Exercise details:
Take the line that has "Would you please tag the white" in it and every line after it to the end of the entries, and reproduce them exactly.

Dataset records
>> Start

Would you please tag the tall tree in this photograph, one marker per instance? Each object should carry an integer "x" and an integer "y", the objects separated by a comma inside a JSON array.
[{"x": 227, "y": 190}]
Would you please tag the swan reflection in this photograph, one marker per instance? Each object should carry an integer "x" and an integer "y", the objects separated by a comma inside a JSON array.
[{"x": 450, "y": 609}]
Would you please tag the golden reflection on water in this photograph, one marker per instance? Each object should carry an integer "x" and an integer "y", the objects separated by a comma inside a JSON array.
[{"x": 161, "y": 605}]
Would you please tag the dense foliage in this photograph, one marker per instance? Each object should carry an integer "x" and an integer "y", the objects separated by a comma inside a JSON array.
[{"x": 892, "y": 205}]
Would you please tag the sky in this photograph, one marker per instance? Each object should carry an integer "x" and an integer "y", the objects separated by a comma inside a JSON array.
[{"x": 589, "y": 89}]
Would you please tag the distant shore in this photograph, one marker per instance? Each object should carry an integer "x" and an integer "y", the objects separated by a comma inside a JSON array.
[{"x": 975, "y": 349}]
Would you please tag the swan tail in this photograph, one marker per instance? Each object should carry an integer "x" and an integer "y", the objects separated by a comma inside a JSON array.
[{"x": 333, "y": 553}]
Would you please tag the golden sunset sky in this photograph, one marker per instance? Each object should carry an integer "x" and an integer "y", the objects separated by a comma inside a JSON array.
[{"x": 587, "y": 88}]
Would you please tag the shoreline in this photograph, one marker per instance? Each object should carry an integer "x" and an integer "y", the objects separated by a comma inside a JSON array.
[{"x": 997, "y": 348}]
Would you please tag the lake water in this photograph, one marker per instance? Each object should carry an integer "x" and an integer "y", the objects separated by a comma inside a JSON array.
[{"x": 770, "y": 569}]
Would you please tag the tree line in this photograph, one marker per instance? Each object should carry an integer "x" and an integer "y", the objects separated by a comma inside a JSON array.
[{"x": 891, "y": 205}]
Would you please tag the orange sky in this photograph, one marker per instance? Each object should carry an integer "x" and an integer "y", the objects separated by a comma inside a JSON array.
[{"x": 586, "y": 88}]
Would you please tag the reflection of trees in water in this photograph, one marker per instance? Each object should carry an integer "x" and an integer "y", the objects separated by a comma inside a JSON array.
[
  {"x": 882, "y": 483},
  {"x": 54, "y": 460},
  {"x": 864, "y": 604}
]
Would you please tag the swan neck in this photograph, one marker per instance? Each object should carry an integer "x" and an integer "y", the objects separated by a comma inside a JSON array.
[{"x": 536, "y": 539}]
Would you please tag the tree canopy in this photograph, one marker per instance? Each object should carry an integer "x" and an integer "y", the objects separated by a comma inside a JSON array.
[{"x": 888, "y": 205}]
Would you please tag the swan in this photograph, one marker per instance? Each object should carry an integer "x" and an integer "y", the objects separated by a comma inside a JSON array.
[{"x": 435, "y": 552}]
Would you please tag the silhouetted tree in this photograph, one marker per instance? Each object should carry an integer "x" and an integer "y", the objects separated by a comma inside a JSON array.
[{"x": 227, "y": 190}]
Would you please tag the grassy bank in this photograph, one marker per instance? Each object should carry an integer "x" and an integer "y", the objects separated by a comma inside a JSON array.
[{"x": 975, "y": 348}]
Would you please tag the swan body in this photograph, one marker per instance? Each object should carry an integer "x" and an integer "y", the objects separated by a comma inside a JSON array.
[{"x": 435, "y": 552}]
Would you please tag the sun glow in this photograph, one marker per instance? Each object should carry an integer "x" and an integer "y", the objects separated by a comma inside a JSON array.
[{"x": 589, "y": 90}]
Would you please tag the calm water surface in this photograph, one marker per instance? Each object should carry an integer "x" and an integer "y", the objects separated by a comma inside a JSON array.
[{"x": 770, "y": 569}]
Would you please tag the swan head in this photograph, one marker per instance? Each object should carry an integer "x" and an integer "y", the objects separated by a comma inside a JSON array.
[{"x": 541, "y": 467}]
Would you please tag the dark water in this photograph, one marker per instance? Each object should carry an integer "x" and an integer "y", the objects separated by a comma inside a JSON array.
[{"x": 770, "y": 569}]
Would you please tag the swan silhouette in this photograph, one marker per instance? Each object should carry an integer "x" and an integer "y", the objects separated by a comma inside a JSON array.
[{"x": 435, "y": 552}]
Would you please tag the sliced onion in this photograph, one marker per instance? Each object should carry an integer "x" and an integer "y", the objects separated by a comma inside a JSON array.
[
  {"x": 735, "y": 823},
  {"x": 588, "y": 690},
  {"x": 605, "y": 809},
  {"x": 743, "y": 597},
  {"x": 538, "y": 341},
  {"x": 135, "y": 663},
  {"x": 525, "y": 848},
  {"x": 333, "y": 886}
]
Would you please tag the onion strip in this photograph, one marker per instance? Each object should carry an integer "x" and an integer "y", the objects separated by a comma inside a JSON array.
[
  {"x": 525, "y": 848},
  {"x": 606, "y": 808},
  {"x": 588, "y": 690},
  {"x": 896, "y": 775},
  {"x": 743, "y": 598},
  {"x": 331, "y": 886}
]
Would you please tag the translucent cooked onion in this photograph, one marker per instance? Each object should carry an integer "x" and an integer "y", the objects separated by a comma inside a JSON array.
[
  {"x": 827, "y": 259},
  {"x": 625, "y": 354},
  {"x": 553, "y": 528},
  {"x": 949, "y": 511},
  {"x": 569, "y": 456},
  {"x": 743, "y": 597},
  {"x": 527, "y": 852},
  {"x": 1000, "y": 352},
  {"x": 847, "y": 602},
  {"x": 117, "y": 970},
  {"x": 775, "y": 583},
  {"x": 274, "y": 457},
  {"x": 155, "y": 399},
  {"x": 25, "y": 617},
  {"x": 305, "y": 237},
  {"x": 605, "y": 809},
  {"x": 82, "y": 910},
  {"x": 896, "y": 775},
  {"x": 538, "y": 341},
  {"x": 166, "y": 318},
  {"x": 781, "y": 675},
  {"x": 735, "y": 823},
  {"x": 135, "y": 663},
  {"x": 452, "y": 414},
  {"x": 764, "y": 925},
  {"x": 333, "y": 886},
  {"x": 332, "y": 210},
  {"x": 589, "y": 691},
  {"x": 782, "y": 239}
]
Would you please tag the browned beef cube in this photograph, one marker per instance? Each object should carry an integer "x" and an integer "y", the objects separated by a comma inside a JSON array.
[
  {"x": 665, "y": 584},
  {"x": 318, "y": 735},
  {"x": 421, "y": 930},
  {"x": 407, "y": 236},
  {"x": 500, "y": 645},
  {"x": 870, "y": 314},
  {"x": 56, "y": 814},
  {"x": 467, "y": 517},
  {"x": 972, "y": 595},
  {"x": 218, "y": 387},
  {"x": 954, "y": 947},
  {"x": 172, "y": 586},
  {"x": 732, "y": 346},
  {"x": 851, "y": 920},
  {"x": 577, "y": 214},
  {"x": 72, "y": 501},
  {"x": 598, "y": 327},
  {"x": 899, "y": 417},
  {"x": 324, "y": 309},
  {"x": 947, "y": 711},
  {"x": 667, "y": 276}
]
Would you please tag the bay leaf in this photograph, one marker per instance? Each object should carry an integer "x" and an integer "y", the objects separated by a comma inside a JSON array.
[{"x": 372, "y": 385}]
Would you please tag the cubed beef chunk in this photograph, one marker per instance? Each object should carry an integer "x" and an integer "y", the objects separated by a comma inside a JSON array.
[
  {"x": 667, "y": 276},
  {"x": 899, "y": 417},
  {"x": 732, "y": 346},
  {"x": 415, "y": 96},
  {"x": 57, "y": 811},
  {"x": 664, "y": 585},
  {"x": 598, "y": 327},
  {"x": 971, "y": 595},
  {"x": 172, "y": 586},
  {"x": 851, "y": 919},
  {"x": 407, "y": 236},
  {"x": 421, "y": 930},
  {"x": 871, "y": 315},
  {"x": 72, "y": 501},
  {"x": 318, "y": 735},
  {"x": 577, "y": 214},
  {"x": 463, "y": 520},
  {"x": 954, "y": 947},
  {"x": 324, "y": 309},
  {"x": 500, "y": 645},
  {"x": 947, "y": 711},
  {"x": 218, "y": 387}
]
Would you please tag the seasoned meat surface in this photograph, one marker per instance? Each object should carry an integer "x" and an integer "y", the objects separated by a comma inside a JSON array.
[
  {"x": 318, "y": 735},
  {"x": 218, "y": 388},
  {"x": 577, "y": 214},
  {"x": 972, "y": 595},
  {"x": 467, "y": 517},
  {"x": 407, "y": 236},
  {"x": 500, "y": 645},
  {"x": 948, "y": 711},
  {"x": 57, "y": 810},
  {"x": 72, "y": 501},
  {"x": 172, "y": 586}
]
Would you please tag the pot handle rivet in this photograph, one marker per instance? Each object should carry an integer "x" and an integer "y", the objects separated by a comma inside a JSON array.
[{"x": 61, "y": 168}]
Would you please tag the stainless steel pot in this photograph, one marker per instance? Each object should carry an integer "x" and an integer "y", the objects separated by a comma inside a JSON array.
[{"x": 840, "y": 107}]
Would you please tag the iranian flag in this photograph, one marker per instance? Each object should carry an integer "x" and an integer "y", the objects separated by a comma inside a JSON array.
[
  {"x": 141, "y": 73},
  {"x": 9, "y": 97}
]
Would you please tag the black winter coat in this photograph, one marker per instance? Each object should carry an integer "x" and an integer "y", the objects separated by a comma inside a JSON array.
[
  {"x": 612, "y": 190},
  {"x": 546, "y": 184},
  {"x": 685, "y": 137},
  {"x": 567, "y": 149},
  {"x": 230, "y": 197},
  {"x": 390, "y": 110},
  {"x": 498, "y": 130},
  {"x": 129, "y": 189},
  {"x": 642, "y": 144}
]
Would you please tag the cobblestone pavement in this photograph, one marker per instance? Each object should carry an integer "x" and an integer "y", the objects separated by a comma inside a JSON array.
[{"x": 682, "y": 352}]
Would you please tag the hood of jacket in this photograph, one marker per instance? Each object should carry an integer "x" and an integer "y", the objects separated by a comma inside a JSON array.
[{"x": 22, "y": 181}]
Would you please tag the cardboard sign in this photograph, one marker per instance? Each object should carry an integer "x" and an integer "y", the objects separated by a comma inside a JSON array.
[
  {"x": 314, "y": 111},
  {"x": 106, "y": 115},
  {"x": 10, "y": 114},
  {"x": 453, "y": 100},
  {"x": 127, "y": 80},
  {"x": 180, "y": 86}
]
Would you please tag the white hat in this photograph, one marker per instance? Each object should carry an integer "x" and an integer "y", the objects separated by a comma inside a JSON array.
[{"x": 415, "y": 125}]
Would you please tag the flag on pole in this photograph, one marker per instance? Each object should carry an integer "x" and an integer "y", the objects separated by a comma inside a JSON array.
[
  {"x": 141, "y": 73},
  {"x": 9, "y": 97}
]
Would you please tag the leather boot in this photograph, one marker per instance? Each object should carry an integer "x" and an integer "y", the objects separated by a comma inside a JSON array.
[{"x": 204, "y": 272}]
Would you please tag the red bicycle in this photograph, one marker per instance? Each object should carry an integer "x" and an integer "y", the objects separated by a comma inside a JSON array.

>> End

Result for this task:
Would you please tag the white hat in this photograph, one marker per instance? Each object should carry an integer "x" and an integer "y", the objects separated by a comma inside a JSON array.
[{"x": 415, "y": 125}]
Would you please tag the flag on pole in this photograph, one marker per instance? Each object should carry an integer "x" and an integer "y", the objects separated by a comma inside a JSON array.
[
  {"x": 141, "y": 73},
  {"x": 9, "y": 97}
]
Would you please tag the leather boot in this photograph, one marker per instance? Each object should carry an integer "x" and an integer "y", the objects separated by a comma inside a JSON array.
[{"x": 204, "y": 272}]
Would you please tag the red bicycle in this photograph, one marker per instance? Each object should carry an integer "x" and an integer "y", the objects separated by a comma inside a JSON array.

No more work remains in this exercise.